● Task objective
Below are the records. Count the lines containing the string "audi", and reply with the number alone.

(Source data)

*** Block opens ***

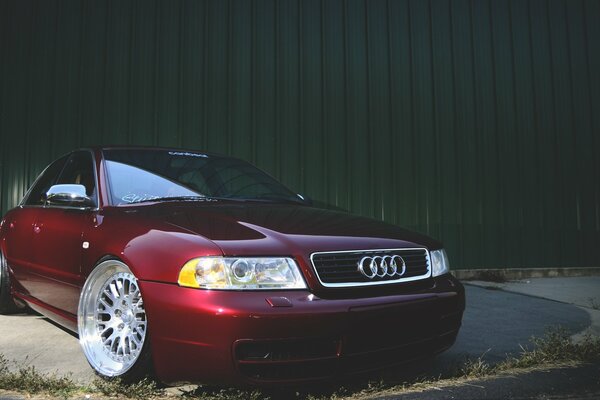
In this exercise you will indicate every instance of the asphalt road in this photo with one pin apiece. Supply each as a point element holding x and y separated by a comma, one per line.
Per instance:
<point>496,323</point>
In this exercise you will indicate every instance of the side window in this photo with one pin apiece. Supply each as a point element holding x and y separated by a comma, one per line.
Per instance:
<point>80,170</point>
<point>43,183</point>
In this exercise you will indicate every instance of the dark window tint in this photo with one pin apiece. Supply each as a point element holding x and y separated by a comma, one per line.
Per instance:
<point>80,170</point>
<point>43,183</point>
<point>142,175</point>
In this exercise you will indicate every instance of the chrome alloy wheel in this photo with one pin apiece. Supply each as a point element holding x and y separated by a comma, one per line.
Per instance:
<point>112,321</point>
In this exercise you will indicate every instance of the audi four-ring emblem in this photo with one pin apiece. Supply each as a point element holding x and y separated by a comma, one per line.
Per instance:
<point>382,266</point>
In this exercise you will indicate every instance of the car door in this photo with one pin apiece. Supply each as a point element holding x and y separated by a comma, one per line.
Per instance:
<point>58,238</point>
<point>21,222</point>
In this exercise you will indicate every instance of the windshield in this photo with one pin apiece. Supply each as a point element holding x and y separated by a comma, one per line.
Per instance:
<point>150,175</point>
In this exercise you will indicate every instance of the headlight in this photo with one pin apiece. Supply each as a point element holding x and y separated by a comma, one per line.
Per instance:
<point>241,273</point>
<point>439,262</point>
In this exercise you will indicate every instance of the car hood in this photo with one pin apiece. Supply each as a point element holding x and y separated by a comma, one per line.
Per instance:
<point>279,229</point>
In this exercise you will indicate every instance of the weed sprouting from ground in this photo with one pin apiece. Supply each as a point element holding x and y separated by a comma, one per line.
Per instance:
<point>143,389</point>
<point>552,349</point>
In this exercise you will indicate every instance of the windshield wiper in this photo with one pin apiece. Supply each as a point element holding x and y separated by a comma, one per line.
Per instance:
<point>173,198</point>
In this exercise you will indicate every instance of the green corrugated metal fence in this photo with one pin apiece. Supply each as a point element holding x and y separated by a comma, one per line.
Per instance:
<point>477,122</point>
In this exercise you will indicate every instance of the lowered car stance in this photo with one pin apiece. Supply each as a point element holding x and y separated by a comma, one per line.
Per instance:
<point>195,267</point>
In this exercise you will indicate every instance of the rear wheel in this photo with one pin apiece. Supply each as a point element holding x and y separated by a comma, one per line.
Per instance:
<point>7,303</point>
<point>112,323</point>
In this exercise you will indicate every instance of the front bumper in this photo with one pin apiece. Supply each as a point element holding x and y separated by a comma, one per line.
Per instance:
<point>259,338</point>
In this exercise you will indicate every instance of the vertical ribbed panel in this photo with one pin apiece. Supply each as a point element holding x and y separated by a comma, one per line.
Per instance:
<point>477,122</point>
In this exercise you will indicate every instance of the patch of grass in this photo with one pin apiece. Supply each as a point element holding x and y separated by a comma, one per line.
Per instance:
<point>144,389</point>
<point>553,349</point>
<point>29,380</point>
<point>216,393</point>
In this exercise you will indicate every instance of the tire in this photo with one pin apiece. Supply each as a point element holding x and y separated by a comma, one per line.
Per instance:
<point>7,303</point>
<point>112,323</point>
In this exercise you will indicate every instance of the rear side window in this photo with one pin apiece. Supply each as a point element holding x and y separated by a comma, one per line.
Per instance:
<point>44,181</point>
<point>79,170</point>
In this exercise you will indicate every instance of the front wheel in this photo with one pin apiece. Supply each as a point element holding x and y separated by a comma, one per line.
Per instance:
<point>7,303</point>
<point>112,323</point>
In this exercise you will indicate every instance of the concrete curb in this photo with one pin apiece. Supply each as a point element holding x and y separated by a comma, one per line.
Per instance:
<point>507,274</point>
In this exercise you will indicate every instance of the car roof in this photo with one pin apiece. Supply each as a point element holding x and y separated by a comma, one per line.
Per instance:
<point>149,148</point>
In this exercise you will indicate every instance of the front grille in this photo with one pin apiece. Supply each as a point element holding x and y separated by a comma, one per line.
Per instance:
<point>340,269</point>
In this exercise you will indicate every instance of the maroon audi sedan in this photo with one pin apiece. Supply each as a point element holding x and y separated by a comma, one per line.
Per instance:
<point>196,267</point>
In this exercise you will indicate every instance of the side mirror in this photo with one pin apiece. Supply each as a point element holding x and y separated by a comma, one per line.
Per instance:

*** Block closes ***

● Answer section
2